**Problem details**
Answer these questions using the text on The Difference Engine:
1. Who wrote the novel?
2. To what city and year does the novel take the reader?
3. Which Disraeli novel is the book studied in relation to?

**Text provided**
————————

The Difference Engine (1990) is an alternative history novel by William Gibson and Bruce Sterling.[better source needed] It has been described as an early work of the steampunk genre,[better source needed] and is regarded as having helped to establish that genre's conventions.[not verified in body]

It posits a Victorian-era Britain in which great technological and social change has occurred after the mechanical computers of Charles Babbage make widespread impact, there and globally, resulting in historical individuals taking on markedly different roles (Lord Byron instead surviving the Greek War of Independence to lead Britain, the late Prime Minister Benjamin Disraeli instead becoming a tabloid writer, etc.), and European and American continents of markedly different political dispositions (e.g., the United States being, rather, several competing nations). Behind the manifest progress, Kirkus writes, "20th-century crises brew", providing context for a "cops-and-robbers plot".

The novel received nominations for several major science fiction awards in the years following its publication. It has been the subject of continuing scholarly interest for its approach to history and particular historical characters, and for its relationship to the Disraeli novel, Sybil.

The Difference Engine is a fictional work of alternative history (alt history),[better source needed] what Kirkus describes as a "Victorian alternate history". It has been assigned to the genre of steampunk, and has been described as an early such work. The novel "takes the reader to London in 1855 where an Industrial Revolution unlike any seen in a history book is in full swing". Matt Mitrovich, writing for AmazingStories.com, describes it—rather than as a novel—as being a "collection of three short stories and several snippets at the end all connected by a box of punch... cards [Engine cards]...", narrated in those stories by a distinct trio of historically repurposed or purely fictional POV characters:

First Iteration. The Angel of Goliad. In 1855, Sybil Gerard, going by the name of Sybil Jones, daughter of an executed Luddite leader, is a dolly-mop targeting respectable gentlemen, and is recruited by one, Mick Radley, a secretary to an alt historical Sam Houston, to assist Mick in support of Houston's cause in Britain. Mick has confronted Sybil regarding her hidden past, says she is no longer a dolly-mop, but rather is now Mick's "prentice adventuress", although Sybil remains with mixed feelings regarding him. Mick is a schemer with two ongoing plays, a set of punch cards that purport to encode a betting system, or "modus", and a second set of "kino[punch]-cards" encoding visuals for a presentation. Before one of Houston's speeches, Mick has Sybil send the betting system set on to Paris. Meanwhile, Houston is preparing to give one of a series of presentations in support of his hoped for return to Texas, presentations that in this era require support of a "kinotropist" and kino-cards, the latter encoding images for the presentations. (What the technician operates is termed a kinotrope, which Kirkus describes as "a new art form, motion pictures by way of programmed arrays of changing, clacking tiles", this driven by a steam-driven "Engine", a mechanical computer.)

————————

**Supplied data**
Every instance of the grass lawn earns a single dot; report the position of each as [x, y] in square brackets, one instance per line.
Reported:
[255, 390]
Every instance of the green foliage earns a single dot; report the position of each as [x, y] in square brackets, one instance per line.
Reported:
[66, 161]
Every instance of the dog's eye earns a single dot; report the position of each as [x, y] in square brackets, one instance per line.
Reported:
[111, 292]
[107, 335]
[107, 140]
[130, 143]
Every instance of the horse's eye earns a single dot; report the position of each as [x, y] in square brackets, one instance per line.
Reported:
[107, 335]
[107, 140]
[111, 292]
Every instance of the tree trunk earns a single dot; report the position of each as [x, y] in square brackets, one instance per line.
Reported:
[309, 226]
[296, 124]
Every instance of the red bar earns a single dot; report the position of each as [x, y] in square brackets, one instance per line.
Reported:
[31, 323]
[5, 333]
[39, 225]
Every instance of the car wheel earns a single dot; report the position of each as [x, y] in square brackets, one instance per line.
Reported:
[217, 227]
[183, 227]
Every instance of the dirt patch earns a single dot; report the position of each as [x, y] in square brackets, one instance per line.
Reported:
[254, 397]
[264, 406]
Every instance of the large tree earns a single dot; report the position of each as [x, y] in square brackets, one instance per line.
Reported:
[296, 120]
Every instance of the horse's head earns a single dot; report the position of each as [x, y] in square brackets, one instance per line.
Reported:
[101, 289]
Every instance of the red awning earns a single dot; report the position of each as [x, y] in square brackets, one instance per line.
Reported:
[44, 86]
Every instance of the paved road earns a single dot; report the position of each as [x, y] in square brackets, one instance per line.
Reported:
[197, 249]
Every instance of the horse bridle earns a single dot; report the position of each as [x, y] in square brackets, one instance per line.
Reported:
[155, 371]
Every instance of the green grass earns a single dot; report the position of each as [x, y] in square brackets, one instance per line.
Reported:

————————

**Written answer**
1. William Gibson and Bruce Sterling
2. London in 1855
3. Sybil